**Request:** Every line below should be copied exactly; drop the pictures.

--

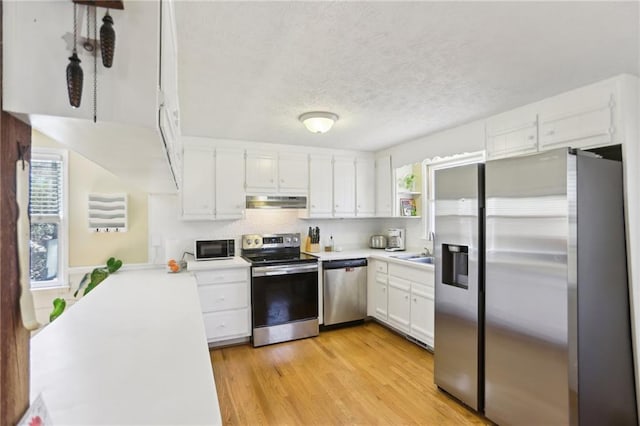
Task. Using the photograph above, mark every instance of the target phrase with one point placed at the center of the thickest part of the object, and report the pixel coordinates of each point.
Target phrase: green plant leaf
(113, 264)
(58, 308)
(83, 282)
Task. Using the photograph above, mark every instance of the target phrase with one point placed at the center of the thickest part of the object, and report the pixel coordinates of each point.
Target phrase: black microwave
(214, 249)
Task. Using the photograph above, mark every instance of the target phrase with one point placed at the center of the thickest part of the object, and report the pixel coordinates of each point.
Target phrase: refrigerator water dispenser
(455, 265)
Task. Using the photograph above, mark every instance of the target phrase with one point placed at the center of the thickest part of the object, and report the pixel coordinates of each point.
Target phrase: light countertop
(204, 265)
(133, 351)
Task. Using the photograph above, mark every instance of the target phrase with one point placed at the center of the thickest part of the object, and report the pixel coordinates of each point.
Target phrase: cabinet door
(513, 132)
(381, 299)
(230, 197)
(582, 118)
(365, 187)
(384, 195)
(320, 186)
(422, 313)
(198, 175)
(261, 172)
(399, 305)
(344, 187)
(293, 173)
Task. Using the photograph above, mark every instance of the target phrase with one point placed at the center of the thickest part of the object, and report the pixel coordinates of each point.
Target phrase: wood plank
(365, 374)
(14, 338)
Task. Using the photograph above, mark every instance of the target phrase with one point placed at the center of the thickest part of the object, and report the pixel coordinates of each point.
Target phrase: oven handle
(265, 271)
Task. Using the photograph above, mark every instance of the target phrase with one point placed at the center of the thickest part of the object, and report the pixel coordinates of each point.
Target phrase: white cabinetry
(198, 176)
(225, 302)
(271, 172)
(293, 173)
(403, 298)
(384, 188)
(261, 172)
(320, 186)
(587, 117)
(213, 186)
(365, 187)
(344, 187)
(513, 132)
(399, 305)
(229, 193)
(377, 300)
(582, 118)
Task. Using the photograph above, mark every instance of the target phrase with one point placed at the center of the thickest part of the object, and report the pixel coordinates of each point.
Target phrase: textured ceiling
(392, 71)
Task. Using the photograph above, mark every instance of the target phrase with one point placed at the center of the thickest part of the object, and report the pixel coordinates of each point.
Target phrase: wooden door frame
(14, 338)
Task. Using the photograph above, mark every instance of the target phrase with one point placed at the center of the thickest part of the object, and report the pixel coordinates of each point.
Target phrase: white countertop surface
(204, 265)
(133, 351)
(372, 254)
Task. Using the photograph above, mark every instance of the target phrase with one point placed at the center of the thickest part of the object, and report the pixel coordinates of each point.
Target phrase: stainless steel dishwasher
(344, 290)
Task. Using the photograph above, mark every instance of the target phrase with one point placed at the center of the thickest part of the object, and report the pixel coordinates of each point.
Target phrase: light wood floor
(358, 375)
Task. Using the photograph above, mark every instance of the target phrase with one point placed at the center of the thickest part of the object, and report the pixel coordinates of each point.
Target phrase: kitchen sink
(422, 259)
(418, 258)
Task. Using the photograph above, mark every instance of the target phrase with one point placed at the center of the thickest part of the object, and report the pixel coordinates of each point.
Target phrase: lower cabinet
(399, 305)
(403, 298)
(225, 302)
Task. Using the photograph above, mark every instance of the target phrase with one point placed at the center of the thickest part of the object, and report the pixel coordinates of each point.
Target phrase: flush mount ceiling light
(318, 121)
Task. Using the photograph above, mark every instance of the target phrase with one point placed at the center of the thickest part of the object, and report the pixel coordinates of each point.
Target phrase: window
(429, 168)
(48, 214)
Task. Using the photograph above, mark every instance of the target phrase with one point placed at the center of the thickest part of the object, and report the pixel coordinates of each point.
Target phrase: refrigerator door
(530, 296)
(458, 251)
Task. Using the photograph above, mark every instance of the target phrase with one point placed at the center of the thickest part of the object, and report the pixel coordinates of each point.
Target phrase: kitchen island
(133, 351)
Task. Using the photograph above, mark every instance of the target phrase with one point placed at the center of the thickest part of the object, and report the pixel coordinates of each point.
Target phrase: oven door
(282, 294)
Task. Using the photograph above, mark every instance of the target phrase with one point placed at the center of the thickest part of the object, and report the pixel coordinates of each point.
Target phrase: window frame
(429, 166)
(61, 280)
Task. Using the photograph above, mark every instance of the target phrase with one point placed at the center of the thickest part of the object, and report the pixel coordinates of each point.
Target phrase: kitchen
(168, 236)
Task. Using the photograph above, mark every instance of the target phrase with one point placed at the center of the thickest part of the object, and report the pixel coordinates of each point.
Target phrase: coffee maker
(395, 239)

--

**Answer to the task:**
Task. Using the photograph above, mark every instance of the target phrase with one point placed at the center of the thickest part of the object, and report the pixel coordinates of each point.
Target phrase: green plant leaf
(113, 264)
(58, 308)
(83, 282)
Task. Using the photograph above, mark every instance of the target phrase with one point placed at the center of the thickest part of the object, and report the pixel coordinates of each point.
Target phrase: black microwave
(214, 249)
Task. Using the photograph above, mark every instance of the target phrase with one point placed at the center of the thickest part of the object, and report the pixel coordinates of each point.
Target phrase: refrigerator water dispenser
(455, 265)
Task. Using the photograph above, mark every instance of the target phrase with one point placed at the center of the thickest part of the object, and report the pixel coordinates of each point.
Target phrase: light countertop
(204, 265)
(133, 351)
Task. Using the photograph above, mark every instance of the target phrase with one point placed at the center of the thickest part of the object, and report the pixel coordinates of each point.
Target phrase: cabinet door
(513, 132)
(381, 299)
(230, 197)
(582, 118)
(365, 187)
(384, 195)
(320, 186)
(422, 313)
(198, 175)
(261, 172)
(399, 305)
(344, 187)
(293, 173)
Task. Using the photograph above, mark every instance of the target phrase with one point placed at the center of the thickest part of the object, and report the pixel coordinates of each point.
Target phrase: wood plank
(365, 374)
(14, 338)
Task. Using the photograph above, mark every instance of the target phrase with one point placed at the center of the thickest part of the object, and report the pixel coordinates of each point.
Target phrase: oven handle
(265, 271)
Task. Using the photograph above, mark every instance of the target phrase with one point placed at the center of the thickest part of the object, and report the pixel coordinates of each point.
Target phrase: white cabinetry
(198, 176)
(225, 302)
(271, 172)
(293, 173)
(403, 298)
(384, 188)
(261, 172)
(320, 186)
(587, 117)
(213, 186)
(365, 187)
(344, 187)
(513, 132)
(399, 305)
(229, 193)
(377, 300)
(582, 118)
Task. Using the photograph above, mark every instance of the target phrase with one point placed at the center of the thickest part of the object, and report the pixel coordinates of each point.
Target phrase: textured ceiling
(392, 71)
Task. Using the photograph above, mark every instance of the target phrase with one point placed at the center of the thickest part of the object, and report the pixel coordinates of each point.
Target phrase: wooden door frame
(14, 338)
Task. Using the photograph above, mark every instance of the target phrase with one point placed at the center of the thickest part of the object, and report the pixel coordinates of each point.
Target phrase: white countertop surface
(204, 265)
(133, 351)
(372, 254)
Task. Using the photograph above, mark every instance of the target phrase with one point placed at the center of the thickest part of the object, and report the pixel coordinates of each point.
Target phrase: stainless steel dishwasher
(344, 290)
Task. Using the photograph above, mark every instance of the target phrase with one point placed at the center of the thickest part of the object, and report the pixel coordinates of each point.
Target phrase: light wood floor
(358, 375)
Task. Using the photograph above, mark every instance of the target phrase with one point placed at the center of the thickest part of the object, and report the pixel coordinates of each point.
Target phrase: kitchen sink
(422, 259)
(418, 258)
Task. Using the photograph above, mark every instance of the target phrase with one point placed at the center of the thickest part of the object, and report the pixel coordinates of each point.
Target phrase: lower cabinet
(399, 305)
(403, 298)
(225, 302)
Task. Using the photograph above, mark every instance of the target phrase with one point placed at the center of the thickest part of the object, and report the pixel coordinates of each point.
Target phrase: flush mount ceiling light
(318, 121)
Task. Using the photograph above, mark every instance of the target phrase with one point placed at the center of the thickest part of the object, and report the pixel coordinates of each point.
Target phrase: window
(429, 168)
(48, 214)
Task. Using the photograph above, mark every instance of the target phrase with one point placed at the center of the thickest part of the object, and report the pixel coordinates of each point.
Target phrase: refrigerator door
(530, 296)
(458, 251)
Task. Using the photograph above, mark every instance of the target phrase with one point placed at the center of the thickest part of the object, and report the pixel coordinates of each point.
Target phrase: kitchen island
(133, 351)
Task. Using the photograph above, mark every instance of the target phrase with one point placed at the center of the thickest part of the object, and report the pixel coordinates of each point.
Target phrase: oven door
(282, 294)
Task. Using the photograph above, mark every instance of the target phrase with one point placed at the center of the thickest part of the object, and report the pixel coordinates of each point.
Target phrase: window frame
(429, 166)
(61, 280)
Task. Using the photograph above, mark every instance of the target phrase with one point placed at the center of the thickest part of the object, and report the pixel coordinates of each point.
Target phrase: kitchen
(168, 236)
Task. Using the photograph above, mark every instance of the target phrase with one point placed at the center of the thickest part of the object, and report the pixel coordinates of each point.
Target phrase: coffee maker
(395, 239)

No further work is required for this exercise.